TASK REQUIREMENTS:
**a.** In the forum thread on calling an overloaded operator through a pointer, rewrite the part between "You can only" and "taking two parameters).", inclusive, putting "conversion operators" in place of "casting operators".
**b.** Continue the forum thread on calling an overloaded operator through a pointer, starting after its last line.

SELECTED PASSAGE:
>> START

CODEWITHSUNDEEP
c++operator-overloading
donald
donald

Reputation: 489

Calling an overloaded operator from a pointer

I have a simple C++ test class, that has a char * operator() working fine. The thing is, when I'm creating it on the heap, I can't use it.

test t;
printf(t);

is ok, but

test *t=new test();
printf(t);

isn't. Is there any way around it beside printf(*t)?

Upvotes: 2

Views: 416

Answers (4)

leemes
leemes

Reputation: 45675

Given that you really need to convert a pointer (which has to be correctly initialized, by the way...) to a char*, this isn't possible.

You can only implement operators for values (or references) of your class within the class. Some operators can be defined outside of the class, but casting operators aren't (for example, operator+ can be implemented outside, taking two parameters).

Given the fact that arithmetic operators can be implemented outside of classes (operator<< is an arithmetic operator), you can implement a stream operator for output to, for example, std::cout, even with pointers.

std::ostream & operator <<(std::ostream & o, const test & t) {
    return o << t.toString();  // use std::string here, not c-strings!
}
std::ostream & operator <<(std::ostream & o, const test * t) {
    return o << t->toString(); // use std::string here, not c-strings!
}

See live: http://ideone.com/BZfcji

Upvotes: 1

rmhartog
rmhartog

Reputation: 2323

You can store your heap object as a reference, instead of as a pointer.

test *my_heap_object = new test();
test &t = *my_heap_object;
// now you can use 't', as if it was local,
// instead of dereferencing the pointer each time.

>> END

GIVEN INFORMATION:
>> START

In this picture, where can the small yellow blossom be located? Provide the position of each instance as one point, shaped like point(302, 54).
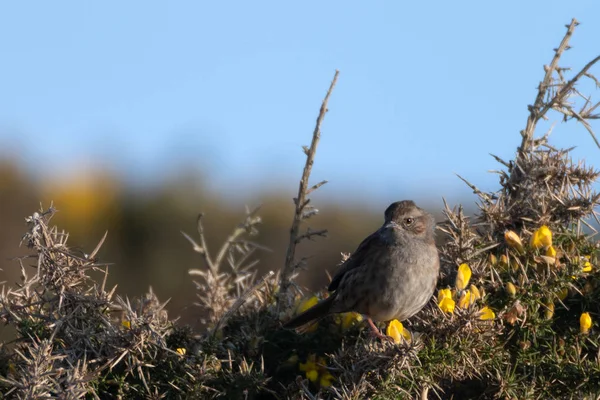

>> END

RESPONSES PER TASK:
**a.**
You can only implement operators for values (or references) of your class within the class. Some operators can be defined outside of the class, but conversion operators aren't (for example, operator+ can be implemented outside, taking two parameters).

**b.**
printf(t);
t.do_something();
t++;

Some more explanation can be found on wikipedia.

Upvotes: 0

fredoverflow
fredoverflow

Reputation: 263138

An implicit conversion to char* may sound like a good idea, but trust me, it isn't. Guess why std::string doesn't have one. Just write a c_str method and call printf("%s", t->c_str()). Or even better, overload operator<< for your class. If you show us the class, we can help you.

Upvotes: 5

Tony The Lion
Tony The Lion

Reputation: 63200

You need to allocate memory to test *t before you can use it, else your pointer doesn't point to any memory.

You do it like so:

test * t= new test();

you'll also have to release it again when you're done:

delete t;

Also what of *t are you trying to print with printf? The address it points to, or some content of it's members? If the latter, you should overload an appropriate operator to do so.

Another thing, don't use printf in C++. Use std::cout and overload operator<< on your test class.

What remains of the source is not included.